** Start Exercise inputs **
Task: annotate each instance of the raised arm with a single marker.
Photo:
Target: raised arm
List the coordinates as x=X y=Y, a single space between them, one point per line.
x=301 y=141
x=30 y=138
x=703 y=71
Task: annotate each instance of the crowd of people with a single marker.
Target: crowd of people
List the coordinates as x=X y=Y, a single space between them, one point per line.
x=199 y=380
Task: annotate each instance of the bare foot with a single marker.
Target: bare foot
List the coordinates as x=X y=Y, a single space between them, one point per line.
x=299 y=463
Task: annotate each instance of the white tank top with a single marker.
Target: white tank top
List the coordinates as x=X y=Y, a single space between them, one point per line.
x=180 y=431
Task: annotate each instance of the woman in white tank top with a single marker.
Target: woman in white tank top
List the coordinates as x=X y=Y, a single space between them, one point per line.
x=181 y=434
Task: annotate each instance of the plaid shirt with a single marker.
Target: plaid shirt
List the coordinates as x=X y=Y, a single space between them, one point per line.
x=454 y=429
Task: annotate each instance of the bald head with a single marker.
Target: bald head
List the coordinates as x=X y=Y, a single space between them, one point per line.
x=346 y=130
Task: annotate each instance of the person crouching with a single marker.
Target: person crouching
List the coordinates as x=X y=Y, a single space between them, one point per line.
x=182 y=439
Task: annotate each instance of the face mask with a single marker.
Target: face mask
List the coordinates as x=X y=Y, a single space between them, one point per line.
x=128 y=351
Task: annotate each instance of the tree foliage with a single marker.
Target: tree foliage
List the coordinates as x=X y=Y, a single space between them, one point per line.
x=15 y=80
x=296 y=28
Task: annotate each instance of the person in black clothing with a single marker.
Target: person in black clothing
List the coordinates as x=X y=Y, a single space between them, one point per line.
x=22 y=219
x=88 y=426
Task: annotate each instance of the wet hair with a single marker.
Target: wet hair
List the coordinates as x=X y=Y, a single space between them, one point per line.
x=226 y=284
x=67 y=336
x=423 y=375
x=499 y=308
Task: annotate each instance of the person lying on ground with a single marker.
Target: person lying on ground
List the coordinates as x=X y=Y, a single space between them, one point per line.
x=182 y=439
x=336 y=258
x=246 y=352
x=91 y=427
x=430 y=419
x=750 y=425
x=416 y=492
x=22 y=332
** End Exercise inputs **
## Problem to solve:
Resize the rows starting with the line containing "Task: annotate each instance of the white" and going on through the line containing "x=128 y=351", and reproduce only those lines, requests included. Multiply every point coordinate in the answers by 1.2, rounding to whole numbers with halves rounded up.

## Output:
Task: annotate each instance of the white tank top with a single marker.
Target: white tank top
List the coordinates as x=X y=Y, a single space between them, one point per line.
x=216 y=517
Task: annotate each instance of the woman in white tank top with a single marker.
Target: woman in white tank top
List the coordinates as x=X y=Y, a single space between them, one point per line.
x=217 y=521
Task: annotate each instance of the plaid shirt with a single marker.
Target: plaid shirt
List the coordinates as x=X y=Y, a single space between them, one point per line.
x=545 y=515
Task: annotate each instance of the bald head with a single marker.
Target: bald head
List the coordinates as x=X y=Y, a single space between them, one point per line.
x=415 y=156
Task: annotate each instance of the person crouching with a single marker.
Target: person crouching
List the coordinates as x=X y=Y, a single space between them, one point per line.
x=218 y=527
Task: annotate each instance of the face mask with a single marker.
Target: face mask
List the coordinates as x=X y=Y, a single space between them, one point per line.
x=154 y=421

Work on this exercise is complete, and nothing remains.